STUDY QUESTIONS:
A. In the article on Sarah McElhaney, whose research assistant is she at the College of Medicine?
B. Translate this sentence from the article on Sarah McElhaney into Spanish: "To her legion of fans, she's also known as Sarah Mac – lead singer in the Sarah Mac Band."
C. Reproduce the article on Sarah McElhaney verbatim between "McElhaney’s passion is" and "not her mother’s.", inclusive.
DOCUMENT TEXT START
When Sarah McElhaney got a job doing research at the College of Medicine, her mother was thrilled.
“She was hoping it would ignite a secret desire in me to go back to school and become a doctor,” said McElhaney.
McElhaney’s passion is music. That’s what she’s known for – just not necessarily in the halls of the medical school, where she serves as a research assistant for Heather Flynn, associate professor and vice chair for research in the Department of Behavioral Sciences and Social Medicine.
To her legion of fans, she’s also known as Sarah Mac – lead singer in the Sarah Mac Band.
The band recently launched a new album, “Florida,” and performed at the South by Southwest (SXSW) Music Festival in Austin, Texas. That more closely defines McElhaney’s idea of professional success. It certainly aligns with her dreams – if not her mother’s.
“From what I see when I am in the clinics doing research, doctors are not just trying to heal people, and keep them from dying, they are dealing with all kinds of other stressors,” said McElhaney. “That’s the kind of stress that I don’t want. I appreciate a person who can handle that, because I do not think that I could.”
She does handle the pressure of performing in front of large crowds and being a full-time singer, songwriter, guitarist and pianist for the band, along with being Flynn’s research project manager by day (since July 2014).
DOCUMENT TEXT END
SOURCE MATERIAL START
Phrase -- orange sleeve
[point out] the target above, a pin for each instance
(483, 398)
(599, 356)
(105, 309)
SOURCE MATERIAL END
TASK ANSWERS:
A. Heather Flynn's, an associate professor and vice chair for research in the Department of Behavioral Sciences and Social Medicine.

B. Para su legión de seguidores, también se la conoce como Sarah Mac – la cantante principal de la Sarah Mac Band.

C.
McElhaney’s passion is music. That’s what she’s known for – just not necessarily in the halls of the medical school, where she serves as a research assistant for Heather Flynn, associate professor and vice chair for research in the Department of Behavioral Sciences and Social Medicine.
To her legion of fans, she’s also known as Sarah Mac – lead singer in the Sarah Mac Band.
The band recently launched a new album, “Florida,” and performed at the South by Southwest (SXSW) Music Festival in Austin, Texas. That more closely defines McElhaney’s idea of professional success. It certainly aligns with her dreams – if not her mother’s.